Supplied text section start

Teenagers who are prone to feelings of depression or sadness are more likely to participate in music, art, or drama as extracurricular activities rather than in other programs according to a new study.
Despite the “thrill of victory and the agony of defeat,” teens who play sports were least likely to experience depressive symptoms according to the same study. Apparently teens who did both arts and sports were also depressed, however.
In reaching this conclusion, researchers examined data from 2,482 students 15 to 16 years old, both girls and boys, derived from the U.S. Longitudinal Survey of Youth over the last ten years or so.
Medical News Today explains how depression was identified in this teen cohort:
“The students responded to survey questions asking how often they participated in ‘lessons in music, art or drama, or practice of music, singing, drama, drawing/painting’ and “going to sports lessons, playing sports or practicing any physical activity’ after school…
“To determine rates of depressive symptoms, the survey asked teens how often they experienced various moods or problems associated with depression, such as poor appetite, difficulty concentrating, downcast mood, lack of energy or motivation, restless sleep and sadness”
The study authors suggested in general that teens with a creative side have a more sensitive nature and therefore depression could follow. They also underscored, however, that depression is not an “necessary condition”for a teenager or even an adult to become an artist.

Supplied text section end
Data listing section start

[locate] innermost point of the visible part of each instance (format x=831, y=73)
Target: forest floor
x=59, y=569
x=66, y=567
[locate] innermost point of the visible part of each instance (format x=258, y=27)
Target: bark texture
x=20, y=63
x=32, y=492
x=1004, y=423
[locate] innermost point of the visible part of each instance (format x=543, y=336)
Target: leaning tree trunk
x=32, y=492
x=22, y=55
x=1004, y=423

Data listing section end

Exercises:
**A.** In the article on teen depression and extracurricular activities, how many students did researchers examine, and how old were they?
**B.** Resume the article on teen depression and extracurricular activities, picking up after its final sentence.

Answers for the tasks:
**A.** 2,482 students aged 15 to 16.

**B.**
Lead author Linda N. Young of Boston College outlined the implications of the study:
“When positive behaviors such as being involved in the arts are associated with symptoms of mental illness, it’s essential that we understand why. Further research can address the question of whether potential psychological vulnerabilities can be transformed into strengths through the practice of the arts.”
Young did note, however, that according to previous research findings, higher rates of mental illness symptoms exist in adult artists than apparently in the general public.
The study was just published in the Psychology of Aesthetics, Creativity, and the Arts journal.
Based on this study, do you think a teenager should ditch the drama club or the band in favor of going out for football, basketball, or baseball?